** START OF SOURCE PASSAGE **

AK> OK, if you insist, we do have a disagreement. I will simply note that
AK> the benchmark module is of little use when the code you're fixing is
AK> so slow as to never finish.

no, it is useful when you think using $_ will save you massive amounts
of time when it doesn't. so that will lead you to better coding style
and to focus on your real slowdown. also profiling modules will help
(even in code that never finishes) to find out where the time is spent.

uri

--
Uri Guttman ------ uri(a)stemsystems.com -------- http://www.sysarch.com --
----- Perl Code Review , Architecture, Development, Training, Support ------
--------- Gourmet Hot Cocoa Mix ---- http://bestfriendscocoa.com ---------

From: sln on 3 Mar 2010 11:42

On Tue, 2 Mar 2010 08:39:16 -0800 (PST), Adam Kellas <adam.kellas(a)gmail.com> wrote:

>Hi,
>
>Looking for suggestions on how to speed up the function below. It's
>intended to "re-macroize" the output of make; in other words given a
>sequence of command lines generated by make, and a set of make macros,
>I need to substitute in the make variables such that "gcc -c -g -O2 -
>Wall -DNDEBUG" might become (say) "$(CC) -c $(CFLAGS) $(DFLAGS)", as
>much as possible as it was in the original Makefile. The %Variables
>hash maps strings to macro names; thus with the above example we would
>have
>
> $Variables{'gcc'} = '$(CC)';
> $Variables{'-g -O2 -Wall'} = '$(CFLAGS)';
> $Variables{'-DNDEBUG'} = '$(DFLAGS)';
>
>Anyway, the function below seems to work but scales very badly and
>becomes unusable when enough variables are in use. Any ideas on how to
>write it better?

** END OF SOURCE PASSAGE **
** START OF DATA PROVIDED **

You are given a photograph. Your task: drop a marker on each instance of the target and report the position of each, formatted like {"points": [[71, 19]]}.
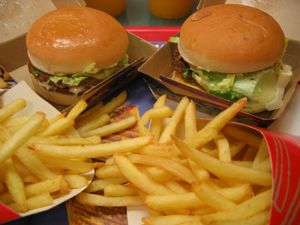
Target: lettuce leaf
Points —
{"points": [[90, 71], [67, 80]]}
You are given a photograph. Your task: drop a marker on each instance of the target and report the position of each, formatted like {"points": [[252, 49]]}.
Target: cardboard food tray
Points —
{"points": [[34, 104], [139, 50], [159, 70], [284, 153]]}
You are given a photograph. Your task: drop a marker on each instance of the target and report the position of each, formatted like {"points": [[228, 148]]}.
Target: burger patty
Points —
{"points": [[178, 63], [59, 86]]}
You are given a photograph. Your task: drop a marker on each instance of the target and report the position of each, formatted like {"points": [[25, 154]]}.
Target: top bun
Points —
{"points": [[68, 39], [231, 38]]}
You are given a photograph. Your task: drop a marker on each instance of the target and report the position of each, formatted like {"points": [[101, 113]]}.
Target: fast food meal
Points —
{"points": [[234, 51], [72, 49], [182, 173], [29, 181]]}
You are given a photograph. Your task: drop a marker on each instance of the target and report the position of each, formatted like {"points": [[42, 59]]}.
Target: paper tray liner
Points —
{"points": [[284, 153]]}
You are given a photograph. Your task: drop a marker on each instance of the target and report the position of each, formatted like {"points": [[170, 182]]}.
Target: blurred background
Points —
{"points": [[147, 12]]}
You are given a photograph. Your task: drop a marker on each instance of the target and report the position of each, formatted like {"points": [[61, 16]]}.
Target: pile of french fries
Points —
{"points": [[182, 169], [27, 180]]}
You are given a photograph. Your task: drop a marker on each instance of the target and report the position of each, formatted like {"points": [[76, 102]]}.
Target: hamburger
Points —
{"points": [[72, 49], [234, 51]]}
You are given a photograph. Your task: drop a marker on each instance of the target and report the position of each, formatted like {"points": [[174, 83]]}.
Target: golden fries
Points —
{"points": [[104, 201], [26, 181], [138, 178], [223, 169], [156, 124], [183, 172], [181, 184], [212, 128], [177, 116], [91, 151], [111, 128], [21, 136], [15, 185]]}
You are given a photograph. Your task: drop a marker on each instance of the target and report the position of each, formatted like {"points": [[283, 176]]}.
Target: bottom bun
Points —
{"points": [[58, 98]]}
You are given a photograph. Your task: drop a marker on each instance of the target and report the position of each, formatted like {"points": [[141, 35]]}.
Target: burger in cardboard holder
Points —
{"points": [[226, 52], [72, 49]]}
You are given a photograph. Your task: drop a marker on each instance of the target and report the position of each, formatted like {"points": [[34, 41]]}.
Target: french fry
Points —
{"points": [[223, 148], [195, 222], [3, 84], [106, 109], [108, 171], [112, 128], [57, 117], [236, 147], [76, 181], [78, 108], [98, 122], [2, 188], [176, 187], [167, 164], [177, 116], [38, 188], [212, 128], [200, 173], [161, 150], [246, 209], [34, 164], [35, 202], [91, 151], [21, 136], [15, 185], [118, 190], [88, 112], [10, 109], [237, 193], [169, 219], [243, 163], [173, 202], [242, 135], [156, 174], [211, 197], [58, 127], [15, 121], [190, 120], [98, 185], [223, 169], [74, 166], [104, 201], [65, 140], [5, 134], [45, 186], [156, 113], [156, 124], [137, 178], [26, 175]]}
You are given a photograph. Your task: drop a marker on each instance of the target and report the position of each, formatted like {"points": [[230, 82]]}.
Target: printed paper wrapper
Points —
{"points": [[285, 155], [34, 104]]}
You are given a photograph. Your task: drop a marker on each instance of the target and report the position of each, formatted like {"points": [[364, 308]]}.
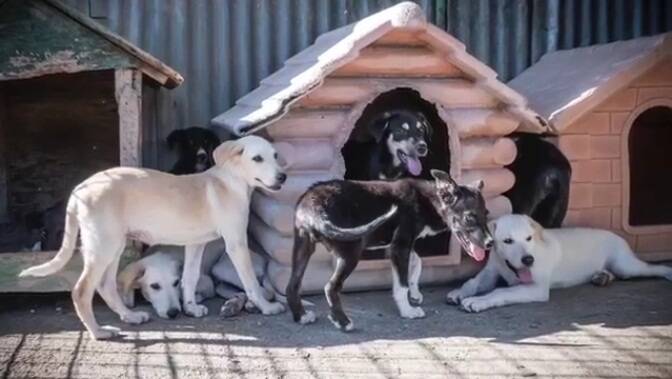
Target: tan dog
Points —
{"points": [[159, 208]]}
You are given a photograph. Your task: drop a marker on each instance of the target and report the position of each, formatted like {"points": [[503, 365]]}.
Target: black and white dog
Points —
{"points": [[399, 143], [350, 216], [194, 147], [543, 176]]}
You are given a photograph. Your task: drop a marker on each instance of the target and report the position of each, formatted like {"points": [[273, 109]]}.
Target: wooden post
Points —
{"points": [[4, 193], [128, 92]]}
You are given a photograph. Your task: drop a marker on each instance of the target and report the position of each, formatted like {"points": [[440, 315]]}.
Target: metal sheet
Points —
{"points": [[225, 47]]}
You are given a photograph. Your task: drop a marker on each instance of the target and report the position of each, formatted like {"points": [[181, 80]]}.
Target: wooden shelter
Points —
{"points": [[310, 107], [611, 106], [73, 101]]}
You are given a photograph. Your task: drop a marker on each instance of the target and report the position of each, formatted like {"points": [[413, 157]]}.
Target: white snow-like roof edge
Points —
{"points": [[566, 84], [306, 71]]}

** END OF DATA PROVIDED **

TASK GOAL: Reproduce the part of the Perl forum thread that opens with the words "no, it is useful" and closes with "time is spent.".

EXPECTED OUTPUT:
no, it is useful when you think using $_ will save you massive amounts
of time when it doesn't. so that will lead you to better coding style
and to focus on your real slowdown. also profiling modules will help
(even in code that never finishes) to find out where the time is spent.